AIM OF THE TASK =
Output each line of the material exactly as it stands.
□ □ □ □
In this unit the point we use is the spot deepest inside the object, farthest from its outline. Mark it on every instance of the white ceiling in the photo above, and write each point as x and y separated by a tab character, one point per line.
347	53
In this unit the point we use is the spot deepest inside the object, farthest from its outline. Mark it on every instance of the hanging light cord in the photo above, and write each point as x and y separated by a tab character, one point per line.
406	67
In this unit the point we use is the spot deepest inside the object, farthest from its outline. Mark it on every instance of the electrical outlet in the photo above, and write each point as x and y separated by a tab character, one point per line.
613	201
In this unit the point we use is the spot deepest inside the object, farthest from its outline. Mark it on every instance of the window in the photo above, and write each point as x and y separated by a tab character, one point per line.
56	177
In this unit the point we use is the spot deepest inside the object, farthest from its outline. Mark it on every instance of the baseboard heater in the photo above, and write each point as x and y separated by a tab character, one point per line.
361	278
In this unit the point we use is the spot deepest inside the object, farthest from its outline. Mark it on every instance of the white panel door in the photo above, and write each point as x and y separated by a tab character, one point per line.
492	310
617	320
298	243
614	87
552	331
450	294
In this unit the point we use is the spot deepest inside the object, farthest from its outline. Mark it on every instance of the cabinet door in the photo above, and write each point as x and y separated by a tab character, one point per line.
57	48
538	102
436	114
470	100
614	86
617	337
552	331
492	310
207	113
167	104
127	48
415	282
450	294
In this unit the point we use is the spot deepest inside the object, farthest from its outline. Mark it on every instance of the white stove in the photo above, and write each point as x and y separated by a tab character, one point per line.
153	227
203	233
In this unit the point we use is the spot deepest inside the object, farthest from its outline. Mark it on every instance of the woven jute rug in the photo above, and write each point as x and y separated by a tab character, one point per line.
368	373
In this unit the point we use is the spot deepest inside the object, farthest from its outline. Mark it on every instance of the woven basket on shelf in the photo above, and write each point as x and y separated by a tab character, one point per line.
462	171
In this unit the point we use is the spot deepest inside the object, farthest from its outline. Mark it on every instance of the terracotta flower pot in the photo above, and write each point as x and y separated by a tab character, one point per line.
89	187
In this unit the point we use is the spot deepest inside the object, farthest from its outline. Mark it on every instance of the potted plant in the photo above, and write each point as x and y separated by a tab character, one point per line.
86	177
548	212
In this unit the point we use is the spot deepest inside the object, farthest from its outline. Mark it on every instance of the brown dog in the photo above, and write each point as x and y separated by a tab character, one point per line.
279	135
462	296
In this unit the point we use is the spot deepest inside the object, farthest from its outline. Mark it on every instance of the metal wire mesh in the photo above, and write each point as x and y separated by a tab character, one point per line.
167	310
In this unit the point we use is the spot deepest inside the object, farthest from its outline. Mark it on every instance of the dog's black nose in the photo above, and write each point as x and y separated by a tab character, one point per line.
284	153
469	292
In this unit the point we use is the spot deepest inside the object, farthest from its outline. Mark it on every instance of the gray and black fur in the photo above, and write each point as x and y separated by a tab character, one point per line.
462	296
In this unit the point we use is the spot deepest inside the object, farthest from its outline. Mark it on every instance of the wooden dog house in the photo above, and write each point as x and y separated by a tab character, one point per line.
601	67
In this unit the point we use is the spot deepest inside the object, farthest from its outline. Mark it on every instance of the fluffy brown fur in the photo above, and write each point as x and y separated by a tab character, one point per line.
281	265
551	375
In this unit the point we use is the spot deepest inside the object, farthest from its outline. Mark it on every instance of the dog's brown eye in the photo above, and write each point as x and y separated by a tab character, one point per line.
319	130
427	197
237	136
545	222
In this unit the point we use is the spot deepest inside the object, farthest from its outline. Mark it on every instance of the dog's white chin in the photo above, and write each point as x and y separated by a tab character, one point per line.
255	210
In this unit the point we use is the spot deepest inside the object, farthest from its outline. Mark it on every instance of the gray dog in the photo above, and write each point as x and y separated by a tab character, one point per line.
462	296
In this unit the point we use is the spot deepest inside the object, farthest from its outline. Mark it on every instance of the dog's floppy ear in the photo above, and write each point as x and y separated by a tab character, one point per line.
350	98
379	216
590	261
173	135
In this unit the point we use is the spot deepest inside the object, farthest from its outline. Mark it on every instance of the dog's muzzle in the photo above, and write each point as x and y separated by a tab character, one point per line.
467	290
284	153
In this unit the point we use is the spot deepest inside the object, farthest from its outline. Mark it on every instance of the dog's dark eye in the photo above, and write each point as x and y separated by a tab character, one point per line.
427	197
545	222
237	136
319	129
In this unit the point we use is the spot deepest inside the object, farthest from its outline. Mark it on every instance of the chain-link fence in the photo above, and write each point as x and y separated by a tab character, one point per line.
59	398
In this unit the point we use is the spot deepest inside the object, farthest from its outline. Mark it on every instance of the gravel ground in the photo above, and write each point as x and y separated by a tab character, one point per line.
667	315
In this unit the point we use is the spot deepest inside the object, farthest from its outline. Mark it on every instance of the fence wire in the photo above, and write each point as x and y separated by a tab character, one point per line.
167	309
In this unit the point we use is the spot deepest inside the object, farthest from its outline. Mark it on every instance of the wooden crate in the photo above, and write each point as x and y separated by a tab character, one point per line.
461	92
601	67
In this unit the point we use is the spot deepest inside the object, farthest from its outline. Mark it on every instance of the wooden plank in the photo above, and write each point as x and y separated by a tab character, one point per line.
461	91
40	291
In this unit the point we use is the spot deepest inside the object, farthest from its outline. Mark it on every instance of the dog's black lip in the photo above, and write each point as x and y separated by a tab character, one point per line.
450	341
□ □ □ □
ANSWER BELOW =
In this unit the point we use is the spot deepest inside the object, farthest from its outline. Mark it on every instance of the white ceiling in the photo above, and write each point as x and y separated by a tab character, one point per line.
347	53
In this unit the point we use is the spot deepest inside the object, farthest from its outline. Mark it on every instance of the hanging light cord in the photo above, and write each point as x and y separated by a tab character, one point per line.
406	67
In this unit the point we use is the spot deepest inside the object, farthest from its outline. Mark it on every instance of the electrical outlet in the photo above, and write each point as x and y separated by a tab character, one point per line.
613	201
In this unit the point we use is the spot deepest inside the object, farthest from its outline. Mark it on every instance of the window in the photo above, and write each point as x and y separated by a tab character, one point per line.
56	177
In this unit the point we use is the spot deepest inside the object, farthest from its outline. Mark it on every instance of the baseboard heater in the photo above, and write each point as x and y separated by a tab character, one point per line.
361	278
In this unit the point we use is the spot deepest inside the object, farthest from its outline. Mark it on every instance of the white panel door in the photo above, and write each point as x and y separated by a tab character, one point per line.
492	310
617	320
298	243
614	87
552	331
450	294
In this unit the point we use is the spot deepest inside the object, farthest from its outline. Mark it on every instance of the cabinet door in the photo above, and write each point as x and y separated by a tab character, one point per line.
57	48
538	102
436	114
470	100
614	86
617	337
552	331
492	310
207	113
167	104
127	48
415	282
450	294
In this unit the point we use is the spot deepest inside the object, farthest from its outline. Mark it on every instance of the white stove in the photo above, and write each point as x and y separated by a tab character, one point per line.
153	227
203	233
In this unit the point we use is the spot deepest inside the object, farthest from its outline. Mark it on every instance of the woven jute rug in the photo above, and write each point as x and y separated by a tab character, one point per line.
368	373
In this unit the point we use is the spot deepest inside the object, farthest from its outline. Mark it on every instance of the woven basket on shelf in the photo above, and write each point as x and y separated by a tab character, one point per line.
462	171
In this unit the point we use is the spot deepest inside the object, farthest from its outline. Mark it on every instance of the terracotta flower pot in the photo above, and write each point as x and y separated by a tab character, one point per line.
89	187
In this unit the point we use is the spot deepest inside the object, farthest from its outline. Mark it on every instance of the potted plant in the photo above, and write each point as x and y separated by a tab character, one point per line.
86	177
548	212
In this unit the point we use is the spot deepest inside the object, farthest from its outline. Mark it on every instance of the brown dog in the photo above, and write each point as x and y separated by a tab character, one point per line.
279	135
462	296
In this unit the point we use is the spot deepest inside the object, farthest from its outline. Mark it on every instance of the metal wire mesh in the photo above, and write each point as x and y separated by a tab character, one point per line.
167	310
In this unit the point we use is the spot deepest inside the object, farthest from its outline. Mark it on every instance of the dog's black nose in the photo above, and write each point as x and y separated by a tab character, one point per line.
284	153
469	292
In this unit the point we use is the spot deepest inside the object, farthest from its outline. Mark it on every instance of the gray and black fur in the photo above, and write each point as x and y separated by a tab character, one point per line.
462	296
In this unit the point we use is the spot deepest inside the object, farthest from its outline. Mark it on every instance of the wooden dog house in the photo above, and write each point as x and y separated by a tab character, one point per line.
601	67
In this unit the point we use is the spot deepest inside the object, farthest from its outline. Mark it on every instance of the fluffy brown fur in the photo above, and write each point as x and y separated by a tab character, one point per line.
281	265
551	375
In this unit the point we use is the spot deepest inside the object, farthest from its outline. Mark it on every instance of the dog's brown eye in the photo above, and write each point as x and y separated by a tab character, one point per line.
319	130
427	197
237	136
545	222
In this unit the point we use is the spot deepest inside the object, farthest from its outline. Mark it on every instance of the dog's white chin in the photo above, and write each point as x and y separated by a tab character, one point per line.
255	210
In this unit the point we use is the spot deepest inside the object, farthest from its outline. Mark it on every instance of the gray dog in the photo above, and write each point as x and y separated by a tab character, one point per line.
462	296
In this unit the point we use is the spot deepest inside the object, farthest from its outline. Mark it on every instance of the dog's floppy ear in the photo above, and write each point as x and y separated by a tab character, one point per line.
350	98
379	216
590	261
173	135
In this unit the point we use is the spot deepest inside the object, farthest from its outline. Mark it on every instance of the dog's muzzle in the photo above, and write each point as x and y separated by a tab character, one point per line.
467	290
284	153
In this unit the point we use is the spot deepest inside the object, farthest from its outline. Mark it on every instance of the dog's dark eye in the photo above, and write each point as x and y separated by a tab character, one point per line.
427	197
545	222
237	136
319	129
In this unit the point we use is the spot deepest inside the object, farthest from its outline. Mark it on every instance of the chain-link fence in the photo above, and write each point as x and y separated by a tab character, one point per line.
59	398
In this unit the point we use is the spot deepest inside the object, farthest from its outline. Mark it on every instance of the gravel ground in the photo above, and write each point as x and y separated by a tab character, one point per line.
667	315
In this unit the point we use is the spot deepest inside the object, farthest from its outline. Mark it on every instance of the fence wire in the photo above, and write each point as x and y separated by a tab character, one point per line.
167	309
In this unit the point we use is the spot deepest inside the object, farthest from its outline. Mark it on every instance of the wooden crate in the photo above, and write each point as x and y separated by a tab character, one point per line.
461	92
601	67
In this unit the point we use is the spot deepest inside the object, farthest from its outline. Mark it on every instance of the wooden plank in the photo above, and write each point as x and y separated by a tab character, one point per line.
461	91
40	291
In this unit the point we use is the spot deepest inside the object, farthest from its outline. Mark it on every instance of the dog's black lip in the photo above, and write each point as x and y separated by a tab character, one point per line.
450	341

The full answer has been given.